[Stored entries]
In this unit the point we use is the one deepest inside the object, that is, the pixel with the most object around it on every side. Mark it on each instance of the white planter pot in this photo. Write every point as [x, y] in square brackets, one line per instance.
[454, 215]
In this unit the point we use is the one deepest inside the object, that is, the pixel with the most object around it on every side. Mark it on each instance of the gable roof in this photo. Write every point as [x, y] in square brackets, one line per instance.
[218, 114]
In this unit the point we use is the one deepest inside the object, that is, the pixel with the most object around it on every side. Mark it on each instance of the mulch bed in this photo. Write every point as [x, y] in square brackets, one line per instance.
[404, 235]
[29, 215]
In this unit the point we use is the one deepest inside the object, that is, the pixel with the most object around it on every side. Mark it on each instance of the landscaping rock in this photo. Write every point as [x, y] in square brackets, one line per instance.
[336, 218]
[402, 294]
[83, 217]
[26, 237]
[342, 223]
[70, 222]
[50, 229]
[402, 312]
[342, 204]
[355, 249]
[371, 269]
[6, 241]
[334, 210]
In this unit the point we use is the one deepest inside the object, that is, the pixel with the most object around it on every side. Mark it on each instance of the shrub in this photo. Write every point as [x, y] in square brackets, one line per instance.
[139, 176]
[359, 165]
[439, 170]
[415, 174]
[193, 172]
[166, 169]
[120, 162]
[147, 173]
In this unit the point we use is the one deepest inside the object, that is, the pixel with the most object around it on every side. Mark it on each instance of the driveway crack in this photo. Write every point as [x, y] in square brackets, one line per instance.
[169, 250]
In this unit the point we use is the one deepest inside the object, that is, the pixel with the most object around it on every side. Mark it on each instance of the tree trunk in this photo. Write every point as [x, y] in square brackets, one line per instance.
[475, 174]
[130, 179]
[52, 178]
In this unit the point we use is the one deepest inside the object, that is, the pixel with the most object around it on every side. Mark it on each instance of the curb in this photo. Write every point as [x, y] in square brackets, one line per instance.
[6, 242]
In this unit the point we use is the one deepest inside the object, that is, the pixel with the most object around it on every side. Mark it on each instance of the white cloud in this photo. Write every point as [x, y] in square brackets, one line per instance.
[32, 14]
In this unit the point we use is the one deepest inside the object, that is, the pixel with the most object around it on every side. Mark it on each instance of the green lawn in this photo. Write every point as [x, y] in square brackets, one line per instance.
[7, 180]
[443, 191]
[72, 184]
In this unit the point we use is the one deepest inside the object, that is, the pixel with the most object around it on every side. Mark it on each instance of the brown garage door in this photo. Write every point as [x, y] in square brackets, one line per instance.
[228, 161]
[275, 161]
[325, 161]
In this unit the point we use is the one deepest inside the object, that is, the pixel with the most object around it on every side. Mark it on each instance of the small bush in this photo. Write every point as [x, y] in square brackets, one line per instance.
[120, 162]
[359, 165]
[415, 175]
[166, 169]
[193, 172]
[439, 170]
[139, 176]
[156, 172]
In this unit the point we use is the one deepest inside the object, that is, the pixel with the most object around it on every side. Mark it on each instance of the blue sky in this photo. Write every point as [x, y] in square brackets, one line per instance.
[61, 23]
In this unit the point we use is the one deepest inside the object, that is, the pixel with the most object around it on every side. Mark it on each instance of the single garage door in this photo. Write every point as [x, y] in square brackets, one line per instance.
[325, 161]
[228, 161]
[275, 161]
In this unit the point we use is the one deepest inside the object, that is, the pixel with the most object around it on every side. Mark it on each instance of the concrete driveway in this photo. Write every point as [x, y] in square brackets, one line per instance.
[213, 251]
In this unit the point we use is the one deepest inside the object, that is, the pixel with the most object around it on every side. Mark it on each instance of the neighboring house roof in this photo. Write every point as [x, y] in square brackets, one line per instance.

▶ _Task directions_
Convert every line of the listing above into a Markdown table with the columns "No." and "Line", numbering the rows in order and omitting blank lines.

▶ _Written response_
| No. | Line |
|---|---|
| 1 | In this unit the point we use is the one deepest inside the object, that is, the pixel with the most object around it on every side. Mark it on each instance of the white planter pot in this photo. Write every point as [x, y] in square brackets, one line per instance. |
| 2 | [454, 215] |
| 3 | In this unit the point we use is the one deepest inside the object, that is, the pixel with the most object around it on every side. Mark it on each instance of the gable roof in this photo. Write every point as [x, y] in square brackets, one line per instance. |
| 4 | [218, 114] |
| 5 | In this unit the point we use is the one deepest inside the object, that is, the pixel with the most object around it on every side. Mark it on each instance of the mulch bed in this photo. Write every point as [x, y] in square brackets, one line per instance. |
| 6 | [404, 235] |
| 7 | [29, 215] |
| 8 | In this unit the point we use is the one deepest inside the object, that is, the pixel with the most object around it on every side. Mark it on each instance of the landscaping rock in this photo. Write every point as [x, y] in square brackets, one line per instance. |
| 9 | [336, 218] |
| 10 | [402, 294] |
| 11 | [83, 217] |
| 12 | [26, 237] |
| 13 | [342, 223] |
| 14 | [70, 222] |
| 15 | [50, 229] |
| 16 | [402, 312] |
| 17 | [342, 204] |
| 18 | [355, 249] |
| 19 | [371, 269] |
| 20 | [6, 241] |
| 21 | [334, 210] |
| 22 | In this unit the point we use is the one deepest inside the object, that is, the pixel with the most object around it on every side. Mark it on each instance of the shrub in this photo. Write every point as [x, y] in square brackets, one line per instance. |
| 23 | [139, 176] |
| 24 | [359, 165] |
| 25 | [439, 170] |
| 26 | [415, 174] |
| 27 | [193, 172] |
| 28 | [166, 169] |
| 29 | [120, 162] |
| 30 | [147, 173] |
| 31 | In this unit the point we use is the one deepest inside the object, that is, the pixel with the most object around it on every side. Mark it on each instance of the driveway crack in this photo. Write every point as [x, y] in square brackets, one line per instance. |
| 32 | [169, 250] |
| 33 | In this unit the point we use is the one deepest inside the object, that is, the pixel with the most object around it on every side. Mark it on each instance of the tree trunk in this photo. Write every point as [x, y] in square brackets, one line per instance. |
| 34 | [475, 174] |
| 35 | [130, 179] |
| 36 | [52, 178] |
| 37 | In this unit the point we use is the one deepest inside the object, that is, the pixel with the most object around it on every side. Mark it on each instance of the curb in this photo. Write every point as [x, y] in square brackets, one line per instance. |
| 38 | [6, 242] |
| 39 | In this unit the point we use is the one deepest inside the object, that is, the pixel with the most object around it on every side. Mark it on each instance of the white cloud in this photo. Write every point as [x, y] in square brackets, one line per instance. |
| 40 | [32, 14] |
| 41 | In this unit the point we use is the one deepest inside the object, that is, the pixel with the most object around it on every side. Mark it on each instance of the green lawn in this photo. Write every point as [x, y] in square brackets, one line per instance. |
| 42 | [7, 180] |
| 43 | [443, 191] |
| 44 | [72, 184] |
| 45 | In this unit the point we use is the one deepest inside the object, that is, the pixel with the most object around it on every side. Mark it on each instance of the brown garage door in this photo. Write every point as [x, y] in square brackets, one line per instance. |
| 46 | [228, 161] |
| 47 | [275, 161] |
| 48 | [325, 161] |
| 49 | In this unit the point we use is the one deepest inside the object, that is, the pixel with the most object around it on every side. Mark it on each instance of the small bush in this photo. Write every point as [x, y] in square brackets, one line per instance. |
| 50 | [120, 162] |
| 51 | [359, 165] |
| 52 | [415, 175] |
| 53 | [166, 169] |
| 54 | [193, 172] |
| 55 | [439, 170] |
| 56 | [139, 176] |
| 57 | [156, 172] |
| 58 | In this unit the point we use is the one deepest inside the object, that is, the pixel with the most object around it on every side. Mark it on each instance of the blue sky in this photo. Write every point as [x, y] in square brackets, one line per instance. |
| 59 | [61, 23] |
| 60 | In this unit the point we use is the one deepest inside the object, that is, the pixel with the most object around it on every side. Mark it on each instance of the single garage door in this photo. Write every point as [x, y] in square brackets, one line per instance. |
| 61 | [325, 161] |
| 62 | [228, 161] |
| 63 | [275, 161] |
| 64 | In this unit the point we use is the one deepest inside the object, that is, the pixel with the most object around it on every side. Mark it on each instance of the concrete driveway in this photo. Write every point as [x, y] in square brackets, one line per instance. |
| 65 | [213, 251] |
| 66 | In this unit the point we use is the one deepest inside the object, that is, the pixel with the most object around it on every side. Mark it on each instance of the neighboring house roof in this photo. Write every point as [x, y] in square brackets, one line per instance. |